■ YOUR OBJECTIVE
Rewrite every line of the records below except the pictures, leaving the requests and their sample coordinates as they are. Shift each pixel coordinate in the answers by -20.

Records from a data collection:
-- begin --

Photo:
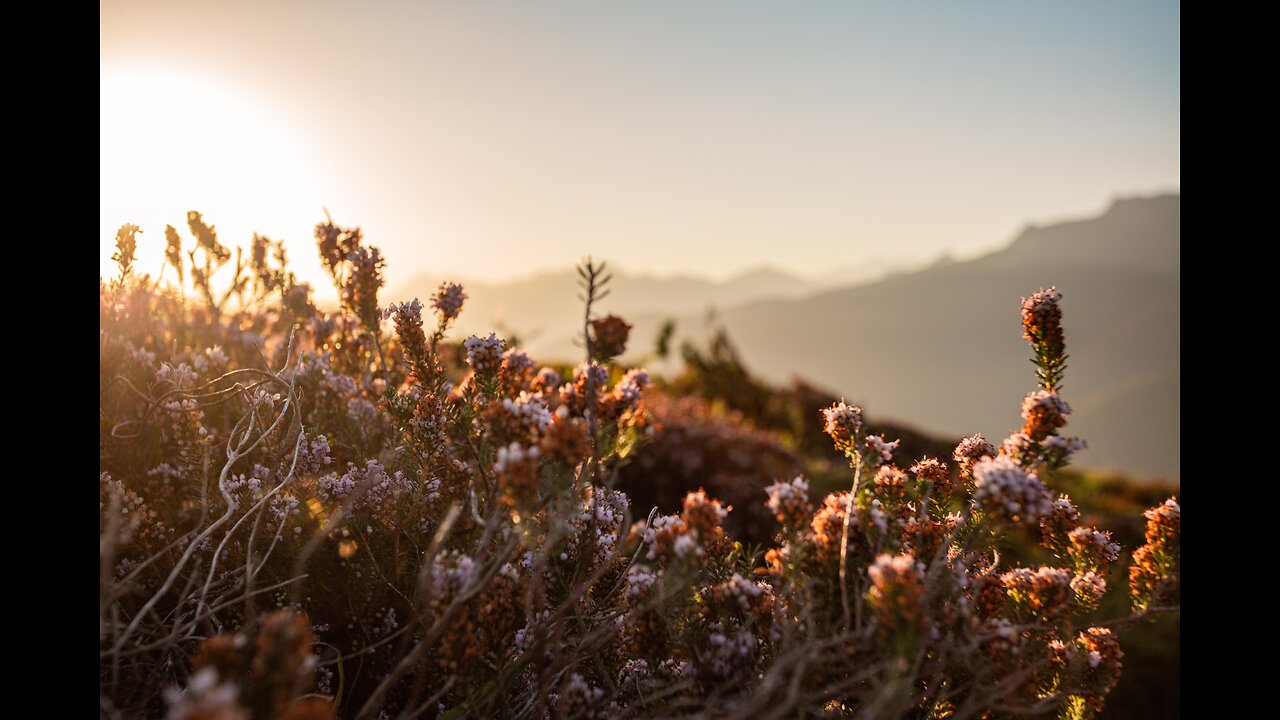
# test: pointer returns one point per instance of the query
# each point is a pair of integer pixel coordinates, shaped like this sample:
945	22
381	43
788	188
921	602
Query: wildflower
1043	593
1043	413
639	580
890	484
1008	492
517	369
897	587
1091	548
448	301
1057	524
182	377
790	502
408	327
1088	589
1104	654
484	354
312	456
1153	575
1042	320
969	451
1164	524
360	291
842	423
1020	447
741	597
936	475
878	450
629	390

-- end --

■ THE COMPLETED TASK
Photo:
# test: pointer returns one point per instance of the query
# each point is a pair of integer pixel coordinates, shaped like this sample:
945	22
381	43
788	188
921	602
Query: wildflower
1023	573
1023	393
619	560
870	464
988	472
497	349
877	567
1071	528
428	281
1037	504
162	357
770	482
388	307
1068	569
1084	634
464	334
292	436
1133	555
1022	300
949	431
1144	504
340	271
822	403
1000	427
721	577
916	455
858	430
609	370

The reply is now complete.